■ EXERCISE AIM
Present all of the following items as a JSON list of strings, with one string for each line and any blank lines omitted.

■ Labeled shape items

<<<<

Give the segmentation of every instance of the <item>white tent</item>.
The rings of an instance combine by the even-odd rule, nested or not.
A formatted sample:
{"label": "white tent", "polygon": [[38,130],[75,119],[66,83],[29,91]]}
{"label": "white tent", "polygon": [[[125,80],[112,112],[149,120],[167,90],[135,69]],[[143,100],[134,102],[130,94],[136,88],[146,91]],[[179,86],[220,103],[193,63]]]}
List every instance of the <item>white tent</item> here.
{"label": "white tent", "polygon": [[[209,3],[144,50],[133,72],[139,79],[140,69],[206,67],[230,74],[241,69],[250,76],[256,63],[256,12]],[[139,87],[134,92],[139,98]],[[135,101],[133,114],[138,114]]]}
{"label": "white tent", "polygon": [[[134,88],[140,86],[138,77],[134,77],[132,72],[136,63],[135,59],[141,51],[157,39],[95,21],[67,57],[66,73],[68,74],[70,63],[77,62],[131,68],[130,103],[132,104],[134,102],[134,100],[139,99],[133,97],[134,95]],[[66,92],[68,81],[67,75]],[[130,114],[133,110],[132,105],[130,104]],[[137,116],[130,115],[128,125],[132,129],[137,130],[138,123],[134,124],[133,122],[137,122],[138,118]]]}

>>>>

■ SOLUTION FOR THIS TASK
[
  "Give the segmentation of every instance of the <item>white tent</item>.",
  "The rings of an instance combine by the even-odd rule, nested or not.",
  "A formatted sample:",
  "{\"label\": \"white tent\", \"polygon\": [[38,130],[75,119],[66,83],[29,91]]}",
  "{\"label\": \"white tent\", \"polygon\": [[[125,80],[112,112],[149,120],[167,90],[135,69]],[[143,100],[134,102],[130,94],[136,88],[146,91]],[[179,86],[220,103],[193,63]]]}",
  "List every instance of the <item>white tent</item> here.",
  "{\"label\": \"white tent\", \"polygon\": [[[209,3],[144,50],[133,72],[139,79],[140,69],[206,67],[230,74],[241,69],[250,76],[256,63],[256,12]],[[139,87],[134,92],[139,98]],[[135,101],[133,114],[138,114]]]}",
  "{\"label\": \"white tent\", \"polygon\": [[[134,88],[140,86],[138,77],[134,77],[132,72],[136,63],[135,59],[141,51],[157,39],[95,21],[67,57],[66,73],[68,74],[70,63],[77,62],[131,68],[130,103],[132,104],[134,102],[134,100],[139,99],[133,97],[134,95]],[[66,92],[68,81],[67,75]],[[130,114],[133,110],[132,105],[130,104]],[[137,116],[130,115],[128,125],[132,129],[137,130],[138,123],[134,124],[133,122],[137,122],[138,118]]]}"
]